Text provided
*** Begin section ***
The researchers found a significant amount of hidden PHI, which was catalogued and deidentified. In addition, Mendelson has almost completed his evaluation of tools that remove pixel data, a necessity because some vendors enable pixel burning on the corners of exams to embed patient data; as long as it's known where each modality embeds those data, algorithms can be used to routinely remove them.
By then end of 2016, Mount Sinai was ready to make the IRW operational. The system went into production in March 2017. For the first two weeks, only brain MRs were fed into the system. Since then, all modalities except ultrasound have been incorporated, but Mendelson expects ultrasound to be added soon. The IRW is available at Mount Sinai's main campus but will eventually be available to all Mount Sinai users.
For Who? For What?
Mendelson envisions a wide range of applications for the IRW. For example, a researcher who wants to understand the correlation between lesions and radiation dose related to low-dose chest CT can do that. Although the dose will be low in all cases, variations among machines made by different vendors can make quantifying dose difficult. The quantitative imaging information embedded in DICOM metadata coupled with patient data allow investigators to examine the question without clinical bias.
"Now, when you're doing this clinically, all you care about is low-dose CT and whether there is a nodule or not. But, if you're a research person who wants to make strides in further dose reduction, what you really need is the detailed data about how the exam was conducted: milliamperage, kilovoltage, slice thickness, all of those parameters which are fixed," Mendelson says. "I can give that to you now while blinding you to who the patient is, but you can look at a thousand chest CTs, and you'll know exactly what the technical parameters were, you'll know exactly what the radiation dose was, and you can begin to conduct research about how to lower dose and maintain lesion conspicuity, on that basis."
Mendelson says there are many use cases that will immediately benefit from the IRW. A significant one is genomics. The phenotypic information provided by imaging exams is needed to correlate the associations between genomic findings and how diseases manifest, he says.
Another important use case is machine learning and artificial intelligence (AI). The growing need to train AI algorithms makes large patient databases invaluable. Mendelson says there are still some details to work out, but the IRW will possibly be able to assist with these efforts.
*** End section ***
Data to examine
*** Begin section ***
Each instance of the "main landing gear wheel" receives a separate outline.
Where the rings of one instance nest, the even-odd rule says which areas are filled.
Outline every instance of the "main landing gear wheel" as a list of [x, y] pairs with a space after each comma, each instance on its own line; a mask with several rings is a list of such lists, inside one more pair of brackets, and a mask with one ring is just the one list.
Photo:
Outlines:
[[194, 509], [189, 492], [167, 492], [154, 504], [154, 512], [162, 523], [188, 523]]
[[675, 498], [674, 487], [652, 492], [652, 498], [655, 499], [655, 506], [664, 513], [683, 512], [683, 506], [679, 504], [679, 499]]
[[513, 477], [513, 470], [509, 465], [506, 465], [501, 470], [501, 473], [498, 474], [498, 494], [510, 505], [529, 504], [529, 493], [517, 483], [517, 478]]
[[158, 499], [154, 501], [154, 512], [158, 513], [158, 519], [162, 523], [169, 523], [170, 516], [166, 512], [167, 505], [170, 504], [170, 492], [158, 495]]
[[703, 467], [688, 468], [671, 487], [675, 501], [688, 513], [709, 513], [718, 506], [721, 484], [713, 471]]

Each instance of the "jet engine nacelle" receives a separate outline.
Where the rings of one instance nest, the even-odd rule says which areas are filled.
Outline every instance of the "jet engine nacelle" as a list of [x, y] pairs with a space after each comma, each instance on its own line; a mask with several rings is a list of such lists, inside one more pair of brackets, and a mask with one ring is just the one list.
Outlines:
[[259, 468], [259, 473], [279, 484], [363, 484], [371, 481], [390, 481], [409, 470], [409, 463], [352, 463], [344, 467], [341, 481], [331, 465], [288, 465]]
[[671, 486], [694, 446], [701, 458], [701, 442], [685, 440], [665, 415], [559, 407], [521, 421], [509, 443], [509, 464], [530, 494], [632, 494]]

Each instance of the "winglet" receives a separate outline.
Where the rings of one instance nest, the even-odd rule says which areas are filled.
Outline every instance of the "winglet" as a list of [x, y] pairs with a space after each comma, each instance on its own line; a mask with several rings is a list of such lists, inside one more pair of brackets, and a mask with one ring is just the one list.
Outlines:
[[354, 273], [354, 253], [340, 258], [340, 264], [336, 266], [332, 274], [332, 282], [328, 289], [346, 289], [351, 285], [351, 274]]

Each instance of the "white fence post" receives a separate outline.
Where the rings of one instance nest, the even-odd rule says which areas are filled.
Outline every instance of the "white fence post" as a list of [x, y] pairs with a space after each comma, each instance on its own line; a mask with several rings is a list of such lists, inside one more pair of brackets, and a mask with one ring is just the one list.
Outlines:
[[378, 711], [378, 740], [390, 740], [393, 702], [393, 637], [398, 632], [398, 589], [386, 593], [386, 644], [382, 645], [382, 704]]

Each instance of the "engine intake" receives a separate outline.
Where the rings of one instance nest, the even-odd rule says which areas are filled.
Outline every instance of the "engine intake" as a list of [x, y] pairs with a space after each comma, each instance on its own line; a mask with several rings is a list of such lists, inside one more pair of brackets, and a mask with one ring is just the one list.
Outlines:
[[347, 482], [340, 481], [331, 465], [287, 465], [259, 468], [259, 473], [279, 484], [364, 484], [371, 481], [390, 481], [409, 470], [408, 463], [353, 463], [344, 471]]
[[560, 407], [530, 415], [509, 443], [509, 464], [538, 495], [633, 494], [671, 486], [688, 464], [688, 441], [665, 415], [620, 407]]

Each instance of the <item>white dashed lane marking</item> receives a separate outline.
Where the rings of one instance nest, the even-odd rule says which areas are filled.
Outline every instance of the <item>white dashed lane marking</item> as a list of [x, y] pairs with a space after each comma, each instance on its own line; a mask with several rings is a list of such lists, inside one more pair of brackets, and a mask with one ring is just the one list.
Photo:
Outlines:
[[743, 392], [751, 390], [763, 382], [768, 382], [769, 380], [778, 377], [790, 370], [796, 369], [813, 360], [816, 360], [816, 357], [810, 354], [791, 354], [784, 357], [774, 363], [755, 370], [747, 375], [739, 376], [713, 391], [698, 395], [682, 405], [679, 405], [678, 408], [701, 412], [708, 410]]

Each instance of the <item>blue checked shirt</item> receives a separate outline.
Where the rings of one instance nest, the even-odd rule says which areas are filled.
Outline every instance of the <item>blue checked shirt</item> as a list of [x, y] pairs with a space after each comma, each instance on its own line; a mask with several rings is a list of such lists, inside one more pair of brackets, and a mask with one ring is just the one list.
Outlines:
*** End section ***
Problem to work on
Rewrite the stretch of the Mount Sinai IRW text from "The researchers found" through "routinely remove them.", swapping "catalogued" for "indexed". The rows play no role in this work.

Expected answer
The researchers found a significant amount of hidden PHI, which was indexed and deidentified. In addition, Mendelson has almost completed his evaluation of tools that remove pixel data, a necessity because some vendors enable pixel burning on the corners of exams to embed patient data; as long as it's known where each modality embeds those data, algorithms can be used to routinely remove them.